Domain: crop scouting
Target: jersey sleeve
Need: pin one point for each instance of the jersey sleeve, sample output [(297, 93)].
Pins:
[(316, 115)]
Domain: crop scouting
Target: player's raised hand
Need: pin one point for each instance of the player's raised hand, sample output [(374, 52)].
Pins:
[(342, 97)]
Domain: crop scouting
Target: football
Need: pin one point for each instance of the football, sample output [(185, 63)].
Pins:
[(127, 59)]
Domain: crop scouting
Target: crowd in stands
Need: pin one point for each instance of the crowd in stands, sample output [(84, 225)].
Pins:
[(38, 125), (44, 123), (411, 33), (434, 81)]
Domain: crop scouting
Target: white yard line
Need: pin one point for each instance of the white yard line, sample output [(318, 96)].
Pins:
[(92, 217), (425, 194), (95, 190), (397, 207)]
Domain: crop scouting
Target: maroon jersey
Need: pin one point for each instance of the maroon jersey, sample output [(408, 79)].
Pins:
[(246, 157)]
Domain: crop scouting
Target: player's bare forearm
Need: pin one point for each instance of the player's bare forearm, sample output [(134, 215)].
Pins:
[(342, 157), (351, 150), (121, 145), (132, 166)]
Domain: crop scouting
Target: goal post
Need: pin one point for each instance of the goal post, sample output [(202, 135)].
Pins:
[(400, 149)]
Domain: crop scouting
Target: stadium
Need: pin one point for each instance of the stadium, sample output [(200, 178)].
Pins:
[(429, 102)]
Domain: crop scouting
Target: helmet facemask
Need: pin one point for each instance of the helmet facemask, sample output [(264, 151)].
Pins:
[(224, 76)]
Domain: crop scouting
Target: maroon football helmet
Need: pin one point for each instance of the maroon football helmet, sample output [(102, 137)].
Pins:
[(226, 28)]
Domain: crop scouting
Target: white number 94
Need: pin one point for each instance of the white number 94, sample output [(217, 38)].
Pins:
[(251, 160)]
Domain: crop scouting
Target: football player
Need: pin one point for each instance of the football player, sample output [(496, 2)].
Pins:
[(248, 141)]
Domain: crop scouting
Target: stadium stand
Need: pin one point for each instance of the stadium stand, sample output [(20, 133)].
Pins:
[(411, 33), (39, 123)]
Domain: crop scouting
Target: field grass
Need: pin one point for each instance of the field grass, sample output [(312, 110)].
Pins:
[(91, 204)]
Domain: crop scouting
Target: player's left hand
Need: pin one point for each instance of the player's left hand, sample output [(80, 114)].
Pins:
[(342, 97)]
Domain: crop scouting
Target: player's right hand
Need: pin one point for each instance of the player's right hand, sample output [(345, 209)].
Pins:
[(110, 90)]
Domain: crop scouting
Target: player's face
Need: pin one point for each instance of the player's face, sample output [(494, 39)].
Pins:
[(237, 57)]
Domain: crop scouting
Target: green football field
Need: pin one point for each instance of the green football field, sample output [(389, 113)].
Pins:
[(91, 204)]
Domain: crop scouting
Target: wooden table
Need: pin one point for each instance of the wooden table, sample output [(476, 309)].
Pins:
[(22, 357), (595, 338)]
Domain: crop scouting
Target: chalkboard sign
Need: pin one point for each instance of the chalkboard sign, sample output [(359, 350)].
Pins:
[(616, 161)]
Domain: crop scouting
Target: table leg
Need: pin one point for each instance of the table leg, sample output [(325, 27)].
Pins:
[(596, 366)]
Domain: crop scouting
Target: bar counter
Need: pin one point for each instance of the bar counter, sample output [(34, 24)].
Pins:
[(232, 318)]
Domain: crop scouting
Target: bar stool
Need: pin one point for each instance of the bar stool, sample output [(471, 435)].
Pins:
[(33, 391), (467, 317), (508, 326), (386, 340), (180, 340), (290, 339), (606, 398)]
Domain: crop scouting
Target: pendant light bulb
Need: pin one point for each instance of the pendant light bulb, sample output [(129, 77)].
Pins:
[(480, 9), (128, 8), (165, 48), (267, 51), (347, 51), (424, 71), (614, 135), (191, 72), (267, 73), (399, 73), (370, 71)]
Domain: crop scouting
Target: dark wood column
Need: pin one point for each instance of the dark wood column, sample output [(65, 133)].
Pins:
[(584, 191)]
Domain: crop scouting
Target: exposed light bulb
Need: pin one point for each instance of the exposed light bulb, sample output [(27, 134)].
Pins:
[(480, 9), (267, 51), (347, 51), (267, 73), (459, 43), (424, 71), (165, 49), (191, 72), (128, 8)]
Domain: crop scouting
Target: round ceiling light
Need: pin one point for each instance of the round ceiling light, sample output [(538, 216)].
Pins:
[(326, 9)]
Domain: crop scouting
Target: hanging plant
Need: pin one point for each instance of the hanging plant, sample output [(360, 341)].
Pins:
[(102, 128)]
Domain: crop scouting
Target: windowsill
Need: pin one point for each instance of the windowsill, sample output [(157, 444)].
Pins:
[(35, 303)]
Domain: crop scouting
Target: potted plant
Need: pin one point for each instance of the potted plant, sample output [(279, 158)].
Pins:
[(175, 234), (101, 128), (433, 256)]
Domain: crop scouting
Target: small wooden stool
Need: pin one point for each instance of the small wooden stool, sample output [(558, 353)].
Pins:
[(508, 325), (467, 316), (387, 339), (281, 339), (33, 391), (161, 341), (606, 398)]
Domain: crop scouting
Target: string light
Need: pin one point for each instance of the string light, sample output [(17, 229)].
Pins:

========================================================================

▶ **ASSIGNMENT**
Start at the first line of the material. Reproduce every line exactly, ending with the line that holds "Target: goal post".

▶ **TASK RESULT**
Domain: crop scouting
Target: jersey sleeve
Need: pin one point for each instance of the jersey sleeve, sample output [(297, 93)].
Pins:
[(316, 115)]
Domain: crop scouting
Target: player's raised hand
Need: pin one point for each instance of the player's raised hand, sample output [(374, 52)].
Pins:
[(342, 97)]
Domain: crop scouting
Target: football
Need: pin one point for each instance of the football, sample output [(185, 63)].
Pins:
[(127, 59)]
Domain: crop scouting
Target: crowd in stands
Need: pin one point for each instance of the crowd in stands, sample output [(84, 225)].
Pins:
[(38, 125), (44, 123), (411, 33), (434, 81)]
Domain: crop scouting
Target: white yard line
Need: pin one point for each instance of the white yard line, sample output [(318, 96)].
Pins:
[(92, 217), (425, 194), (95, 190), (397, 207)]
Domain: crop scouting
Target: maroon jersey
Need: pin one point for each instance of the maroon jersey, sample output [(408, 79)].
Pins:
[(246, 157)]
Domain: crop scouting
Target: player's bare forearm
Need: pin one point for each instance of the player's bare forearm, sample output [(134, 215)].
Pins:
[(342, 157), (351, 150), (121, 145), (132, 166)]
Domain: crop scouting
Target: goal post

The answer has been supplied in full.